**TRECHO FORNECIDO:**
---------------

Caso a Rússia não concorde com o plano de paz elaborado pela Ucrânia e pelos Estados Unidos, o governo ucraniano sugeriu que mais esforços devem ser feitos para forçar Moscou a mudar de ideia.
"Se a Ucrânia demonstrar que sua posição é construtiva — e a Rússia, por exemplo, não concordar, então a pressão (existente) não será suficiente", expressou Zelensky, acrescentando que deseja discutir o assunto com Trump.
As principais exigências da Rússia são que a Ucrânia abandone sua ambição de ingressar na Otan — uma perspectiva distante antes de Moscou lançar sua invasão total do país em fevereiro de 2022 — e que as forças armadas de Kiev se retirem completamente das regiões de Donetsk e Luhansk, no leste da Ucrânia, uma vasta área conhecida como Donbas.
Foi nessa região que o Kremlin começou a desestabilizar a Ucrânia em 2014, ajudando separatistas pró-Rússia a obter o controle da maior parte da área. O Donbas foi finalmente anexado ilegalmente pela Rússia em setembro de 2022.

---------------

**MATERIAL EXTRAÍDO:**
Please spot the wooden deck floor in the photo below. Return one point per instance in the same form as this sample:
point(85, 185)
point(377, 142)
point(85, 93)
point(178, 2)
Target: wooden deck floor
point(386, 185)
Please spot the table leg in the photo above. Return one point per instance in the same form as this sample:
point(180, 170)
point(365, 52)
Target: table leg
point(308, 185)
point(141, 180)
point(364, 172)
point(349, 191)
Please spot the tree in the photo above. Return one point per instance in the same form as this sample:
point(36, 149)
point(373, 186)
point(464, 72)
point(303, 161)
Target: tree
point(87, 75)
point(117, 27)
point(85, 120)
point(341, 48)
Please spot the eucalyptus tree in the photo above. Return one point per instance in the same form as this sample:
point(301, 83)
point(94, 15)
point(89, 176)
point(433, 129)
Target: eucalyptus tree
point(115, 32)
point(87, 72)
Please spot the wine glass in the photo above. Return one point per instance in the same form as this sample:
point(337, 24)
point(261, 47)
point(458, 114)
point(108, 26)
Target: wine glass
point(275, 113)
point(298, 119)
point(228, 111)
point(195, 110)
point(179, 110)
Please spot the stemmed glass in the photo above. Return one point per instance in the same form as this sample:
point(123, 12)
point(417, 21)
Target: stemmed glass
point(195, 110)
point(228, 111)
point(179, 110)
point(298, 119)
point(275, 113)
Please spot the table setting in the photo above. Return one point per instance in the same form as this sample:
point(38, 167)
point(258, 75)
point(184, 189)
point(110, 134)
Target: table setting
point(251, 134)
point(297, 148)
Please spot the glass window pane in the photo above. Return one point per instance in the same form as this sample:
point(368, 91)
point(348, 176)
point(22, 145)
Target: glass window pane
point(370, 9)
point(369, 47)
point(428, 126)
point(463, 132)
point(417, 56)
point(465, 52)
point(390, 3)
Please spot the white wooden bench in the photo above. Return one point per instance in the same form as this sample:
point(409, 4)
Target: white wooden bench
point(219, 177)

---------------

**TAREFA CURTA 1:** Repita o trecho fornecido desde "As principais exigências" até "setembro de 2022.", incluindo essas palavras.
**TAREFA CURTA 2:** Segundo o trecho fornecido, em que mês e ano o Donbas foi anexado ilegalmente pela Rússia?

**RESPOSTA COMPLETA 1:**
As principais exigências da Rússia são que a Ucrânia abandone sua ambição de ingressar na Otan — uma perspectiva distante antes de Moscou lançar sua invasão total do país em fevereiro de 2022 — e que as forças armadas de Kiev se retirem completamente das regiões de Donetsk e Luhansk, no leste da Ucrânia, uma vasta área conhecida como Donbas.
Foi nessa região que o Kremlin começou a desestabilizar a Ucrânia em 2014, ajudando separatistas pró-Rússia a obter o controle da maior parte da área. O Donbas foi finalmente anexado ilegalmente pela Rússia em setembro de 2022.

**RESPOSTA COMPLETA 2:** Em setembro de 2022.